--- START OF Provided records ---
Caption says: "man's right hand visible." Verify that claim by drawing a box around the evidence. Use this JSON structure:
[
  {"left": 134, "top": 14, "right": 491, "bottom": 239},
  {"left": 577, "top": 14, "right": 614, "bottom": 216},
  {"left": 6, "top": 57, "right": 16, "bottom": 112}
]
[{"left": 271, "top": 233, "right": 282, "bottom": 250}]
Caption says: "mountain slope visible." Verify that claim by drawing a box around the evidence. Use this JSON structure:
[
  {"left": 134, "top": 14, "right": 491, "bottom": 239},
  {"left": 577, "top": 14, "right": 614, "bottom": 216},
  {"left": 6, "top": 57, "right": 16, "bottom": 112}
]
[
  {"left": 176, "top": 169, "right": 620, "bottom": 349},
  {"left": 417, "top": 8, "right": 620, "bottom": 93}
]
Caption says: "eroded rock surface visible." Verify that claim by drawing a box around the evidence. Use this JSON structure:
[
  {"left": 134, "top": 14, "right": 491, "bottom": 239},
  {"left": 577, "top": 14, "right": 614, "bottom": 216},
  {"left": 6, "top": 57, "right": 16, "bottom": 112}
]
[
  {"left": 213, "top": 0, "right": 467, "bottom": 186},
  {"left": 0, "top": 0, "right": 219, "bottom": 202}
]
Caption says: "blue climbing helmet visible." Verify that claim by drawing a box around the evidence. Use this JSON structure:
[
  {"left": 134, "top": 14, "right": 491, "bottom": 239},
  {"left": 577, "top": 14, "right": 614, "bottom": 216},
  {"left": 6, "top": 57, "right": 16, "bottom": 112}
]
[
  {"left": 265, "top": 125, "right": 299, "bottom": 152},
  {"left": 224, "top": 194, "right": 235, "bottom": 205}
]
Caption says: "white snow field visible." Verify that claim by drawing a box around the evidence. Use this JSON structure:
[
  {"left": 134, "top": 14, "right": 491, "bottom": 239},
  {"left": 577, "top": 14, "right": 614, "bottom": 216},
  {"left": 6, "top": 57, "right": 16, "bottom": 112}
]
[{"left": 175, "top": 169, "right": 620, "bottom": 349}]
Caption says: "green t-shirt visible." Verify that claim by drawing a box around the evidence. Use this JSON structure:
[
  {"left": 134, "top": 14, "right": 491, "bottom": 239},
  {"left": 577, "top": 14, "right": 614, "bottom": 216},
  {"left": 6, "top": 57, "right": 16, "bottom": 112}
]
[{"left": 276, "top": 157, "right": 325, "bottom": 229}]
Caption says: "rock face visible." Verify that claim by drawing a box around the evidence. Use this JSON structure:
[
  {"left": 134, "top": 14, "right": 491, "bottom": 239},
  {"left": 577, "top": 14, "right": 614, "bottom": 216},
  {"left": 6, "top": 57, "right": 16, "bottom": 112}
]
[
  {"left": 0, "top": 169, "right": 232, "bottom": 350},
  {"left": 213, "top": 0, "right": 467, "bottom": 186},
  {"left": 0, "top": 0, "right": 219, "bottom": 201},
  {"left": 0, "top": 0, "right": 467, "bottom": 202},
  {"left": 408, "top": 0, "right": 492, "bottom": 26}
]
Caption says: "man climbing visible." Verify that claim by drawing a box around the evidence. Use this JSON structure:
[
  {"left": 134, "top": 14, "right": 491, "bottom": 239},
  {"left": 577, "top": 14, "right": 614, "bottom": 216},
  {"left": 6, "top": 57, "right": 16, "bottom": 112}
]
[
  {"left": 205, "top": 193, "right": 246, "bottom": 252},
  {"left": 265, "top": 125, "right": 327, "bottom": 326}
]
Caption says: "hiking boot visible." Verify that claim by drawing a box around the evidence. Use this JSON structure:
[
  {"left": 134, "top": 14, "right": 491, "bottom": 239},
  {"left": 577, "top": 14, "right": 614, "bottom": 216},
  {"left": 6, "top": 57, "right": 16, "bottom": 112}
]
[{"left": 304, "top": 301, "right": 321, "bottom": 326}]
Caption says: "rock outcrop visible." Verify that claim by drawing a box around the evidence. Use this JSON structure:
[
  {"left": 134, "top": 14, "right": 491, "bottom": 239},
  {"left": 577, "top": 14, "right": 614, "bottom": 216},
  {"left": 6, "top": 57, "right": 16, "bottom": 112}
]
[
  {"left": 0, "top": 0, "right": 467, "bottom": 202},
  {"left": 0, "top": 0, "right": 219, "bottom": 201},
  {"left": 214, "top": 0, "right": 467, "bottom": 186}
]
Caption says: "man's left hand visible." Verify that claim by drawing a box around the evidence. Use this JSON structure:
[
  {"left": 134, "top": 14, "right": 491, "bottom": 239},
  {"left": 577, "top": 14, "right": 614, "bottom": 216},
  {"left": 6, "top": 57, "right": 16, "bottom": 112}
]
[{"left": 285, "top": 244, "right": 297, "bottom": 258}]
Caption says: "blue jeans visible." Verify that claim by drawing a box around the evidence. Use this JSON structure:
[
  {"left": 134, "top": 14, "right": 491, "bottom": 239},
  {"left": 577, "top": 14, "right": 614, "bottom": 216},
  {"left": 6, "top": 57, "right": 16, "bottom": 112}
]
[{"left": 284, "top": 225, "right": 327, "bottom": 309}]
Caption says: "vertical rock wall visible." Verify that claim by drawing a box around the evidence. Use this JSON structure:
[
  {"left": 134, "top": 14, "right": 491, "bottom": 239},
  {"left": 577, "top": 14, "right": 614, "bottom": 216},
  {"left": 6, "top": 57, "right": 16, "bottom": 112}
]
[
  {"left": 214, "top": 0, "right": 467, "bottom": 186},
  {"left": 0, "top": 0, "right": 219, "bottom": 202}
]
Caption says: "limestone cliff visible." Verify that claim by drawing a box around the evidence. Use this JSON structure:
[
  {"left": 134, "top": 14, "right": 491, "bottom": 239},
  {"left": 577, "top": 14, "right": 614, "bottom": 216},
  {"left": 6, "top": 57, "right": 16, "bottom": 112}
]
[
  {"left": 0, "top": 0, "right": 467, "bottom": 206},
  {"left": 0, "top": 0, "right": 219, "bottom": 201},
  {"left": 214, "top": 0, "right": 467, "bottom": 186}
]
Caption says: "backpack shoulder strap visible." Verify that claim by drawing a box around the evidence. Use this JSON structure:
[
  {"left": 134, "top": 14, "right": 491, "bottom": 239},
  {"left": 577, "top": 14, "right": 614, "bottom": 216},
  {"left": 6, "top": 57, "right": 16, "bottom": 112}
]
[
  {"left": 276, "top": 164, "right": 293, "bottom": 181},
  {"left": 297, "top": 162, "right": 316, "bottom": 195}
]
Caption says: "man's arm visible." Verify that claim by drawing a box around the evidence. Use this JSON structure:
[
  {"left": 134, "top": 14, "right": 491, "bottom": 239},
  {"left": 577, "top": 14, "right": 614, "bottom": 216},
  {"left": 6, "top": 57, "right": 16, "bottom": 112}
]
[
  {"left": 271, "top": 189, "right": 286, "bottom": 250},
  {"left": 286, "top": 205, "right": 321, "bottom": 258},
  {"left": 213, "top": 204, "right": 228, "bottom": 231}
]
--- END OF Provided records ---
- [Set exercise] Gather every line of the entries above that contains the word "climbing" and list those lines in the order they appear.

- [Task output]
Caption says: "blue climbing helmet visible." Verify that claim by drawing a box around the evidence. Use this JSON structure:
Caption says: "man climbing visible." Verify that claim by drawing a box around the evidence. Use this JSON structure:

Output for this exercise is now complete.